> _Given passage_:
##########

2017 Housing Perspectives #3: ‘Intervention needed’ to reduce welfare bill without causing more poverty
by Toby Lloyd
Toby Lloyd from Shelter explores the need for government intervention to reduce the welfare bill and tackle poverty in today’s exclusive article, compiled as part of the 75th anniversary of the Beveridge Report.
Public – and hence political – support for welfare is on a long term downward trajectory. This challenges anti-poverty campaigners to ask themselves hard questions about their approaches to campaigning. It also raises questions about how much poverty we are prepared to tolerate as a society, and whether welfare benefits are the best means of tackling it.
This debate is neither new, nor surprising. Reducing and responding to poverty is one of the most complex problems modern societies face. While poverty evolves within changing economic and political currents, it also exists in a symbiotic relationship with the very systems set up to reduce it. Taxes, employment law, trade policy, benefits, and other aspects of the welfare state are all used to target poverty. And, as a result, all of them shape the contemporary form that poverty takes, to the extent that many people identify the policies designed to mitigate poverty as drivers of poverty themselves.
Again, this is not new: arguments about disincentives to work, benefit traps, the impact on wage levels, labour mobility and above all, the sheer cost of poverty alleviation have raged since at least Elizabethan times. These debates, like the poor themselves, may always have been part of society, but it’s not been a smooth ride. Periodically, the debate heats up and the system goes through spasms of crisis and change.
The Welfare Reform Act of 2012 clearly marks the beginning of one of these periods of change. Depending on your view point, you may identify the current changes as a vital reform to a system grown bloated and dysfunctional, an ideological assault on the welfare state itself, or an unpleasant but necessary part of a wider ‘economic rebalancing’. These views are not mutually exclusive – and all three are well represented in society and in politics today, because tackling poverty has always been a trilemma. By this I mean that it is impossible to simultaneously avoid widespread destitution; an ever-rising welfare bill; and major state intervention into key markets. It should be possible to avoid one or even two of these at once – but not all three.
At any given point in history society is effectively making a choice to embrace, or at least tolerate, one of these three options. It may not be explicit, but by prioritising the avoidance of one or two of these outcomes, we are implicitly agreeing to put up with the third as the lesser of three evils.
The first big change in modern society’s response to the trilemma was the enclosure movement. Before enclosures, the largely feudal economy was, crudely, a non-market system in which inheritance, political allegiance and military power determined who owned what. The poor were expected to feed themselves, and were not allowed to relocate – but the system also granted them access to land to grow and gather food, to collect firewood and graze livestock. Feudal society was effectively choosing the third option, by preventing a free market in land and labour from operating.

##########

Entries on locating named items:
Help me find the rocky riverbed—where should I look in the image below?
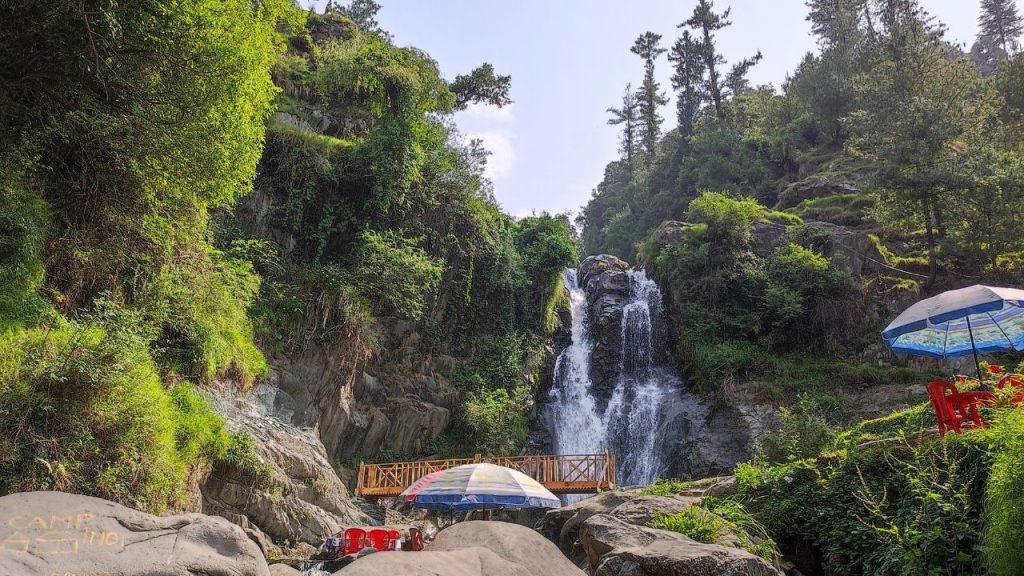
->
[0,482,781,576]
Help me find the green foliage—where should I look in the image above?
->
[215,431,272,487]
[0,172,49,332]
[354,232,443,320]
[736,428,989,575]
[462,387,530,455]
[148,250,268,385]
[647,506,726,544]
[0,306,232,512]
[757,393,844,462]
[642,478,690,496]
[982,409,1024,576]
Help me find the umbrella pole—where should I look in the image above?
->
[966,314,982,384]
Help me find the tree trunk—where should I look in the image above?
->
[921,198,938,287]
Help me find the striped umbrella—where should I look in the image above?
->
[399,463,561,511]
[882,285,1024,375]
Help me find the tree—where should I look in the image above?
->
[679,0,761,120]
[335,0,384,35]
[669,30,708,136]
[608,84,640,174]
[725,50,762,96]
[978,0,1024,61]
[630,32,669,165]
[449,63,512,110]
[807,0,870,50]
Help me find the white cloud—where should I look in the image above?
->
[466,130,516,186]
[459,104,515,124]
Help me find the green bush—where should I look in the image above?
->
[148,250,268,386]
[982,409,1024,576]
[757,393,843,462]
[642,478,690,496]
[0,306,232,512]
[462,387,529,455]
[355,232,443,319]
[736,422,990,576]
[647,506,726,544]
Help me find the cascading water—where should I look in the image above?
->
[548,270,697,485]
[549,270,605,454]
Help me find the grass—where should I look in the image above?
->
[982,410,1024,576]
[647,506,726,544]
[785,193,874,227]
[677,339,922,402]
[640,478,692,496]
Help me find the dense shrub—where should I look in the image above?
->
[354,232,443,319]
[462,387,530,455]
[0,308,232,512]
[982,409,1024,576]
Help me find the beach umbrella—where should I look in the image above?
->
[882,285,1024,378]
[399,463,561,511]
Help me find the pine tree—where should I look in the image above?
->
[669,30,708,136]
[978,0,1024,61]
[807,0,871,50]
[679,0,761,120]
[630,32,669,165]
[724,50,762,96]
[608,84,640,175]
[681,0,732,119]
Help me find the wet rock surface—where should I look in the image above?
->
[202,384,375,545]
[0,492,269,576]
[581,515,782,576]
[578,254,630,404]
[336,522,584,576]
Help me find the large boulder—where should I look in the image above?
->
[775,176,860,210]
[202,384,375,545]
[336,522,584,576]
[578,254,630,404]
[0,492,269,576]
[581,515,782,576]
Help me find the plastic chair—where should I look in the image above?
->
[928,380,995,436]
[367,528,391,552]
[409,528,423,551]
[996,374,1024,404]
[342,528,367,556]
[387,530,401,550]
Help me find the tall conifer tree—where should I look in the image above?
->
[631,32,669,165]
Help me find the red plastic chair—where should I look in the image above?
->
[367,528,391,552]
[409,528,423,551]
[928,380,995,436]
[341,528,367,556]
[387,530,401,550]
[996,374,1024,404]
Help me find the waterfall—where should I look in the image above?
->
[605,271,680,485]
[549,269,605,454]
[548,270,696,485]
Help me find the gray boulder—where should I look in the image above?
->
[580,515,782,576]
[202,384,374,546]
[336,522,584,576]
[578,254,630,403]
[0,492,269,576]
[775,176,860,210]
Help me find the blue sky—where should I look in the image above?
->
[300,0,979,216]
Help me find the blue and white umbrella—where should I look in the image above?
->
[882,285,1024,363]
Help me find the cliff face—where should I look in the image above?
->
[578,254,630,406]
[532,255,773,482]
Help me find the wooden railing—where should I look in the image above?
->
[355,450,615,496]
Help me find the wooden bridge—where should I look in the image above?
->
[355,450,615,497]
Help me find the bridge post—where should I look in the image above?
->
[355,460,366,496]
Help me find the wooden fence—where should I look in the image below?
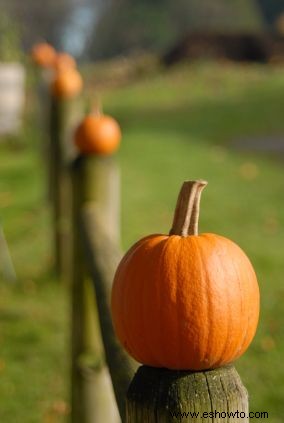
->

##########

> _Things to do_:
[1] Copy the housing welfare article word for word between "2017 Housing Perspectives" and "of tackling it.", inclusive.
[2] Carry the housing welfare article on from its last sentence.
The listing was taken from a separate source.

> _Answers in order_:
[1]
2017 Housing Perspectives #3: ‘Intervention needed’ to reduce welfare bill without causing more poverty
by Toby Lloyd
Toby Lloyd from Shelter explores the need for government intervention to reduce the welfare bill and tackle poverty in today’s exclusive article, compiled as part of the 75th anniversary of the Beveridge Report.
Public – and hence political – support for welfare is on a long term downward trajectory. This challenges anti-poverty campaigners to ask themselves hard questions about their approaches to campaigning. It also raises questions about how much poverty we are prepared to tolerate as a society, and whether welfare benefits are the best means of tackling it.

[2]
Enclosure, which turned common land into private property, was a critical part of the turn towards a market economy – which triggered economic growth, but also intense poverty as millions found themselves deprived of subsistence. Throughout the 16th and 17th centuries, hunger and social unrest were widespread: society was unwittingly choosing the first option. The eventual creation of the Speenhamland system of ‘outdoor relief’ in the late 18th century marked another turn – and this time one in which the state took the lead. Local municipalities raised levies to feed the poor and mitigate the worst of rural poverty. This represented the second option: the acceptance of the need for welfare (however inadequate and patchy), as the price of allowing free markets in property and capital to exist without intolerable poverty.
But as the costs of alleviating poverty grew, so did moral objections about the impact on the poor’s motivation to work and employers’ incentives to pay decent wages. Under the New Poor Law of 1834 Speenhamland was abolished and the workhouse was born. For the rest of the 19th century, while trade and global finance drove spectacular growth, millions endured abject poverty of the type made famous by Dickens. In choosing to tolerate such destitution, Victorian society had reverted to the first option, avoiding both intervention in property and capital markets and financial transfers to the poor.
The next major shift came after First World War, as the implicit choice became one of market intervention first, and welfare second. The birth of council housing, landlord and tenant regulation, and the creation of the national planning system are all evidence of the willingness to intervene in markets to prevent poverty – while old age pensions and unemployment relief were created to relieve it. Welfare spending rose dramatically compared to the Victorian era, but then remained fairly stable. By the mid 1950s it still didn’t take much more of a percentage of GDP than in the early 1920s. This represented a new balance in the trilemma response: rather than plump for one option alone, the mid twentieth century settlement involved a bit of the second and a lot of the third options.
This balance started to reverse as the economy was steadily liberalised in the 1950s – and the benefit bill started rising steadily too. By the 1980s the political preference was determinedly for low intervention and high benefits. Characterising Thatcherism as a willingness to accept large welfare payments may seem odd to anyone who remembers the anti-welfare rhetoric of the time. But there is no denying that the upward trend in the total welfare bill continued over the last decades of the twentieth century. Some of this was cyclical, as recessions drove up unemployment costs. Some was demographic, as an aging population drew more in pensions (see above).
But in at least in one area there was a very explicit policy choice: housing. The private rented sector was deregulated, council housing sold off and property ownership advantaged in the tax system – while the state stopped building homes. In other words, market intervention was dropped and the focus shifted to using welfare to help people house themselves in the market. Ministers argued that any increase in poverty occasioned by a move towards freer markets would be offset by spending more on housing benefit, which would be there ‘to take the strain’ .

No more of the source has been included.